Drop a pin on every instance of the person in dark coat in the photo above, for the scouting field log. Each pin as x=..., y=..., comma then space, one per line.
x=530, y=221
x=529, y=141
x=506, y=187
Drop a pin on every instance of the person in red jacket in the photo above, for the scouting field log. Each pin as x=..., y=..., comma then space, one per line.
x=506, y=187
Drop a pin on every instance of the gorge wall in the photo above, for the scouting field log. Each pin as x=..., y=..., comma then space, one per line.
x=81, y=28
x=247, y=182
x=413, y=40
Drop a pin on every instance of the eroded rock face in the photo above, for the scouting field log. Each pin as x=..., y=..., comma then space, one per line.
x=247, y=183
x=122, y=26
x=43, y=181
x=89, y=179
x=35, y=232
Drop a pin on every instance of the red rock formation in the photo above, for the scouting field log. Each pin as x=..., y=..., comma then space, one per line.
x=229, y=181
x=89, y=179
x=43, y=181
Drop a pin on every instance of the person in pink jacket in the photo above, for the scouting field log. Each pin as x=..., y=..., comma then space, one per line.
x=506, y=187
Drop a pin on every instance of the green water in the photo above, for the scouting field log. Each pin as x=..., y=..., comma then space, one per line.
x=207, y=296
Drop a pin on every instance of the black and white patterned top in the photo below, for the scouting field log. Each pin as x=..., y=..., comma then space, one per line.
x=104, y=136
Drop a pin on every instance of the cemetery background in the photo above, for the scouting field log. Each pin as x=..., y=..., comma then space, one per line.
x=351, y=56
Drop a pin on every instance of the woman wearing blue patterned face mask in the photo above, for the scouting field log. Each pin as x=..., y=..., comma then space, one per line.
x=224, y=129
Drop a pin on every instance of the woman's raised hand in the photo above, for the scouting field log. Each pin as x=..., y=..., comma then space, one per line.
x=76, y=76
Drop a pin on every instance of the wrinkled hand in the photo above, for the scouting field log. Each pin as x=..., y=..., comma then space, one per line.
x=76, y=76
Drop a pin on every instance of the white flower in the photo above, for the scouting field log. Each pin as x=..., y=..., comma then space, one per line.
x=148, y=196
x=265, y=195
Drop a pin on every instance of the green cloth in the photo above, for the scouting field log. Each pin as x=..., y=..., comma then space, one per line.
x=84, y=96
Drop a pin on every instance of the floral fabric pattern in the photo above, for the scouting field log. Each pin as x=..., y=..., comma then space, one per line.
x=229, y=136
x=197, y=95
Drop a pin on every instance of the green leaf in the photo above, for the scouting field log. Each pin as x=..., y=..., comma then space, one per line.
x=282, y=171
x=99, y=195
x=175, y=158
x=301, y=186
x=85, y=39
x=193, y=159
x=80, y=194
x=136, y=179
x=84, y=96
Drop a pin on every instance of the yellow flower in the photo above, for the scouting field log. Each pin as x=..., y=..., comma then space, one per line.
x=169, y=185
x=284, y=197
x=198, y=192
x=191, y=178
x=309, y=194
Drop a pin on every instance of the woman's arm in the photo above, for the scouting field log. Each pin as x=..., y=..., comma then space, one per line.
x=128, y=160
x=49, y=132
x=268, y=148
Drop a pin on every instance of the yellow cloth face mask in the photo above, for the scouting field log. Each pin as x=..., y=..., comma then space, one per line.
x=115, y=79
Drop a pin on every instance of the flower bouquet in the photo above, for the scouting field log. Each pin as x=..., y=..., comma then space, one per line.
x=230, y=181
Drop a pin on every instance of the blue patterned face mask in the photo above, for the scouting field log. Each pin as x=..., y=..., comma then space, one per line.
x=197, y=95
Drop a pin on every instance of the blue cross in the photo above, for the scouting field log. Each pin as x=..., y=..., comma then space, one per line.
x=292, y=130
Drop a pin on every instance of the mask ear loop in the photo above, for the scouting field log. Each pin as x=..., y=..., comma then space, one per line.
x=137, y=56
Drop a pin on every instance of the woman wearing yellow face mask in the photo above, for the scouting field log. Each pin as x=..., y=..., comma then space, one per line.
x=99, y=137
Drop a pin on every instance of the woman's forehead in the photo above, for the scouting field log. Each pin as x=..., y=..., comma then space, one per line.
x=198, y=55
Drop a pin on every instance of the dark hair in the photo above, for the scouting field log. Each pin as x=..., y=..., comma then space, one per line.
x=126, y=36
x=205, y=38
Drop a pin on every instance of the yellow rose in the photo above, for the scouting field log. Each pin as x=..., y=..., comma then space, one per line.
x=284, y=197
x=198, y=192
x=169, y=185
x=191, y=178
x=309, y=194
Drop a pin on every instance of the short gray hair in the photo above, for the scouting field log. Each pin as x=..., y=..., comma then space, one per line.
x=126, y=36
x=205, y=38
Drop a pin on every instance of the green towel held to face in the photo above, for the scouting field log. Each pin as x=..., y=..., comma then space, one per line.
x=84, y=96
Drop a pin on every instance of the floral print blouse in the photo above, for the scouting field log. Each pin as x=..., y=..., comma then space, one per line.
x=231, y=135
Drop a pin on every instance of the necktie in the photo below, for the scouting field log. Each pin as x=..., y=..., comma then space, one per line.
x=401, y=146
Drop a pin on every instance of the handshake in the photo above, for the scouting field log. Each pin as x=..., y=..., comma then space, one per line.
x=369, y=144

Short problem - Recast all the data above as a JSON list of strings, with one string for each line and no blank lines.

Completed task -
[
  "Drop a pin on every instance of the person in dark coat in the photo above, for the scouting field log. Each pin as x=..., y=..., comma then space, one per line.",
  "x=530, y=221",
  "x=529, y=141",
  "x=506, y=187",
  "Drop a pin on every instance of the person in red jacket in the photo above, for the scouting field log. Each pin as x=..., y=..., comma then space, one per line.",
  "x=506, y=187",
  "Drop a pin on every instance of the gorge wall in the photo above, for the scouting field log. Each pin as x=..., y=..., comma then space, one per line.",
  "x=81, y=28",
  "x=247, y=182",
  "x=413, y=40",
  "Drop a pin on every instance of the eroded rock face in the photo above, for the scouting field log. Each pin as x=..., y=..., comma then space, one per line.",
  "x=247, y=183",
  "x=122, y=26",
  "x=43, y=181",
  "x=89, y=179",
  "x=35, y=232",
  "Drop a pin on every instance of the red rock formation in the photo above, for the scouting field log. Each pin as x=..., y=..., comma then space, one per line.",
  "x=229, y=181",
  "x=89, y=179",
  "x=43, y=181",
  "Drop a pin on every instance of the person in pink jacket in the photo above, for the scouting field log. Each pin as x=..., y=..., comma then space, one per line.",
  "x=506, y=187",
  "Drop a pin on every instance of the green water in the photo above, for the scouting field log. Each pin as x=..., y=..., comma then space, one per line.",
  "x=207, y=296",
  "Drop a pin on every instance of the black and white patterned top in the photo below, for the scouting field log. Each pin as x=..., y=..., comma then space, one per line.",
  "x=104, y=136",
  "Drop a pin on every instance of the cemetery background in the photo above, for the scouting field log. Each pin as x=..., y=..., comma then space, one per line.",
  "x=351, y=56",
  "Drop a pin on every instance of the woman wearing blue patterned face mask in the photo above, for the scouting field log. Each pin as x=..., y=..., comma then space, one per line.",
  "x=224, y=129",
  "Drop a pin on every instance of the woman's raised hand in the photo above, for the scouting field log. Each pin as x=..., y=..., comma then space, one per line.",
  "x=76, y=76",
  "Drop a pin on every instance of the wrinkled hand in the photo above, for the scouting field log. Each pin as x=..., y=..., comma then space, one per line.",
  "x=76, y=76",
  "Drop a pin on every instance of the white flower in the photo above, for the scouting field log. Each pin as x=..., y=..., comma then space, one per line.",
  "x=148, y=196",
  "x=265, y=195",
  "Drop a pin on every instance of the green cloth in the photo above, for the scouting field log. Each pin as x=..., y=..., comma then space, one per line.",
  "x=84, y=96",
  "Drop a pin on every instance of the floral fabric pattern in the photo above, for the scouting field log. Each pin as x=..., y=..., comma then space, one per line.",
  "x=229, y=136",
  "x=197, y=95",
  "Drop a pin on every instance of the green leaf in the photo above, for the scouting field log. Each pin as x=..., y=..., comma then space, one per line.",
  "x=282, y=171",
  "x=99, y=195",
  "x=175, y=158",
  "x=301, y=186",
  "x=85, y=39",
  "x=193, y=159",
  "x=80, y=194",
  "x=136, y=179",
  "x=84, y=96",
  "Drop a pin on every instance of the yellow flower in the photo above, for the scouting field log. Each pin as x=..., y=..., comma then space, one per line.",
  "x=169, y=185",
  "x=284, y=197",
  "x=198, y=192",
  "x=191, y=178",
  "x=309, y=194",
  "Drop a pin on every instance of the woman's arm in the photo above, for the scouting field log. Each pin as x=..., y=..., comma then space, one per line.",
  "x=128, y=160",
  "x=49, y=132",
  "x=268, y=148",
  "Drop a pin on every instance of the yellow cloth face mask in the photo above, for the scouting field log. Each pin as x=..., y=..., comma then space, one per line.",
  "x=115, y=79",
  "Drop a pin on every instance of the flower bouquet in the photo above, for the scouting field log. Each pin as x=..., y=..., comma then space, one per line.",
  "x=230, y=181",
  "Drop a pin on every instance of the blue patterned face mask in the photo above, for the scouting field log. Each pin as x=..., y=..., comma then space, one per line.",
  "x=197, y=95",
  "Drop a pin on every instance of the blue cross in the photo above, for the scouting field log. Each pin as x=..., y=..., comma then space, one per line.",
  "x=292, y=130",
  "Drop a pin on every instance of the mask ear loop in the photo above, for the scouting field log. Each pin as x=..., y=..., comma then space, one per line.",
  "x=137, y=56",
  "Drop a pin on every instance of the woman wearing yellow face mask in the photo above, for the scouting field log. Each pin as x=..., y=..., comma then space, one per line.",
  "x=99, y=137",
  "Drop a pin on every instance of the woman's forehead in the photo above, for the scouting field log. Each pin as x=..., y=..., comma then space, one per line.",
  "x=198, y=55",
  "Drop a pin on every instance of the dark hair in the photo above, for the scouting field log. Each pin as x=..., y=..., comma then space, one per line.",
  "x=126, y=36",
  "x=205, y=38",
  "Drop a pin on every instance of the yellow rose in the photo above, for the scouting field log. Each pin as x=..., y=..., comma then space, one per line.",
  "x=284, y=197",
  "x=198, y=192",
  "x=169, y=185",
  "x=191, y=178",
  "x=309, y=194",
  "Drop a pin on every instance of the short gray hair in the photo above, for the scouting field log. Each pin as x=..., y=..., comma then space, one per line.",
  "x=126, y=36",
  "x=205, y=38",
  "Drop a pin on every instance of the green towel held to face in the photo above, for the scouting field log. Each pin as x=..., y=..., comma then space, one per line.",
  "x=84, y=96",
  "Drop a pin on every instance of the floral print blouse in the photo above, for the scouting field log. Each pin as x=..., y=..., comma then space, one per line.",
  "x=231, y=135",
  "Drop a pin on every instance of the necktie in the photo below, for the scouting field log. Each pin as x=..., y=..., comma then space, one per line.",
  "x=401, y=146",
  "Drop a pin on every instance of the handshake in the photo above, for the scouting field log. Each pin as x=..., y=..., comma then space, one per line.",
  "x=369, y=144"
]